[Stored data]
####

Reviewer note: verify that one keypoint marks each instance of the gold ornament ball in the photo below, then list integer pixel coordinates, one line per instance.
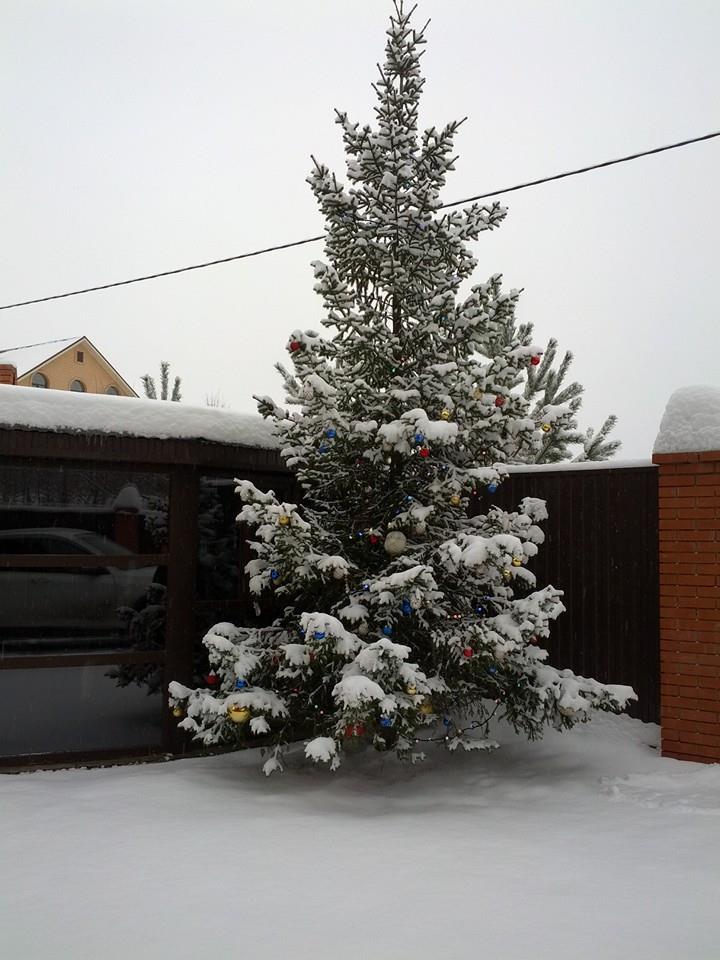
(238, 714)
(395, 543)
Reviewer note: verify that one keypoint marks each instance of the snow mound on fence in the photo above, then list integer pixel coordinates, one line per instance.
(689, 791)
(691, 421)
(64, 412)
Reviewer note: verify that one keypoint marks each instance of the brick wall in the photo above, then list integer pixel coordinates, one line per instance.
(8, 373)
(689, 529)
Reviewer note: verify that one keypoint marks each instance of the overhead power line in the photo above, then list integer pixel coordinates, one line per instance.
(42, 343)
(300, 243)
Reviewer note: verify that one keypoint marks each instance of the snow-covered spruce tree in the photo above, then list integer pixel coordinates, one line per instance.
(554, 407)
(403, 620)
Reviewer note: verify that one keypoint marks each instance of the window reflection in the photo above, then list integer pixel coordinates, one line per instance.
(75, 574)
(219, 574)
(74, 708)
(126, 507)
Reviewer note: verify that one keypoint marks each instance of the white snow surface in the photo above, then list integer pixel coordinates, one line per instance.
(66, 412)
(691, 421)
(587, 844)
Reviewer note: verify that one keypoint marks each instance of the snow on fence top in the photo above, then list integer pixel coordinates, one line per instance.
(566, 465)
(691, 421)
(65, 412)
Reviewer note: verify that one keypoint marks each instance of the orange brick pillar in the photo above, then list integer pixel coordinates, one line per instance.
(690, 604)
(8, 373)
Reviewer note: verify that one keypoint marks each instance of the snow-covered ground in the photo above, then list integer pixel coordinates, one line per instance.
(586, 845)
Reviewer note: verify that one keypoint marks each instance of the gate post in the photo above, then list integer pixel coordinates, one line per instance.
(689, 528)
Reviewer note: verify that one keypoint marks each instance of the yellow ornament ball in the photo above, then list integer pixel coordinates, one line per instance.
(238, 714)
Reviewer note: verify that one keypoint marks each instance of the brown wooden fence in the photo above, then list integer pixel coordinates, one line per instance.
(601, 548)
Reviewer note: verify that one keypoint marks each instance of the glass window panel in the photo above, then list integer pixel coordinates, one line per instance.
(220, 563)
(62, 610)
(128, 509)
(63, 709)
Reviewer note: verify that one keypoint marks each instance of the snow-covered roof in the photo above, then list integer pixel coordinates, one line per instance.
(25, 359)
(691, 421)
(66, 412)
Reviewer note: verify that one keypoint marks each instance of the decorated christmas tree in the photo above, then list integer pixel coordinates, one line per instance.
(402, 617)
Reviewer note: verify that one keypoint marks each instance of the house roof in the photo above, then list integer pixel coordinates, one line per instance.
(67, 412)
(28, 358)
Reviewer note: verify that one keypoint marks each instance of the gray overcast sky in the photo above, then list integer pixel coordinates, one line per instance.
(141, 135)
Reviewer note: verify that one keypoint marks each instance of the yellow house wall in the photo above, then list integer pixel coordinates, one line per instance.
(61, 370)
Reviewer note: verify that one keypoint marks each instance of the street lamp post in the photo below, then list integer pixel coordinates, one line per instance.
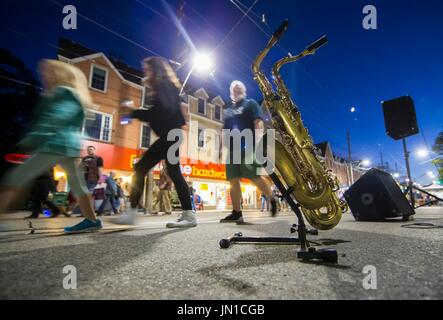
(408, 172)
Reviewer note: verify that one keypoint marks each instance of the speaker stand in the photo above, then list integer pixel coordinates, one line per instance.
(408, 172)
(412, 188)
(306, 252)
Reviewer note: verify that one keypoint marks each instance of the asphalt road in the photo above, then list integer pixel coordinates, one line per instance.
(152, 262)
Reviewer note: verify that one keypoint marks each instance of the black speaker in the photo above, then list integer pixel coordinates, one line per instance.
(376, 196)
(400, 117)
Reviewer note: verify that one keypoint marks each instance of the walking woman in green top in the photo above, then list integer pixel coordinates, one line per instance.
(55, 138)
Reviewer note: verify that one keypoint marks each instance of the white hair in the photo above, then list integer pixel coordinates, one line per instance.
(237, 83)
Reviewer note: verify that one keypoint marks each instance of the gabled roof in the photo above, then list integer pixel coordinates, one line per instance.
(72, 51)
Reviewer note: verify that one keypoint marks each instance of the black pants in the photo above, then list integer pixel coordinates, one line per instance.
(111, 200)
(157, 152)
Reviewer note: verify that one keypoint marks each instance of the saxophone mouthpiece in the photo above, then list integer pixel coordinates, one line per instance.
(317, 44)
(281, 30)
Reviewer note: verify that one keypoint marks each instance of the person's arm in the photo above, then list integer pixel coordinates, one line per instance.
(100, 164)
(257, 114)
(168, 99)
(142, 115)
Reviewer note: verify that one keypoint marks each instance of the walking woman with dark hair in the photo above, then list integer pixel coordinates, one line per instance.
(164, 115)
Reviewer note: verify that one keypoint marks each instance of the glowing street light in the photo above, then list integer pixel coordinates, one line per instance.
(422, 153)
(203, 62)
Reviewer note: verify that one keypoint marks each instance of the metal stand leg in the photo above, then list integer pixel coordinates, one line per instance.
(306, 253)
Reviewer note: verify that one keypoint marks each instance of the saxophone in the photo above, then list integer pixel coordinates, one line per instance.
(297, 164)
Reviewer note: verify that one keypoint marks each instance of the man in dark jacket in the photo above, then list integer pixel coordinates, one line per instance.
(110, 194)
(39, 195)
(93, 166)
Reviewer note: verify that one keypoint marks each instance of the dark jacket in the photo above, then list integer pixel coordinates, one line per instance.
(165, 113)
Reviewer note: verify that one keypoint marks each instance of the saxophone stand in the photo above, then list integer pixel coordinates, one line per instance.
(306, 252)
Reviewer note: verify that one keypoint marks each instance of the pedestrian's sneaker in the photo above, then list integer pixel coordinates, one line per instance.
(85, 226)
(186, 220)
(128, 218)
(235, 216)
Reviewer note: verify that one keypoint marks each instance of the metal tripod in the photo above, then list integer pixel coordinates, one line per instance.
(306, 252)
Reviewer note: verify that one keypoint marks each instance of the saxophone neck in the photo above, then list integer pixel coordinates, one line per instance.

####

## PROBLEM TO WORK ON
Add 145 to every number in the coordinate answers, and give again the stretch from the row containing "the metal stand" through the end of the rows, requests included.

## OUTPUT
Reviewer note: verify that one keypoint marks each instance of the metal stand leg in the photo above, then list integer pixel coordinates, one line per instance.
(451, 398)
Reviewer note: verify that one keypoint marks each instance of the saxophone in the photo above, then list integer pixel coordinates, one line per instance.
(442, 309)
Reviewer note: verify that one keypoint marks each instance of the man in dark jacket in the photo above, then list integer pixel coordinates, one line per instance.
(255, 339)
(184, 340)
(238, 311)
Reviewer note: verify that one keypoint marks each instance of the dark jacket in the photo above, then list integer pixel coordinates, one line per instance.
(310, 258)
Reviewer note: verify that one keypoint marks each instance of the saxophone stand in the photo above, then list integer pixel coordinates, one line per instance.
(451, 397)
Reviewer note: verify that one keypoint marks each instance of the pedestrian's sneaker in the photo above, then list integer pixel coordinates, one line per instance.
(230, 371)
(331, 365)
(273, 363)
(380, 361)
Reviewer note: verify that one keypoint marks each instance of the metal tripod in the photo above, then list integer pixel coordinates, one line per instance.
(451, 397)
Reviewer note: verify that one keypoint marks each instance of the saxophone neck in the photo above, then list integer pixel coordinates, one line per instance.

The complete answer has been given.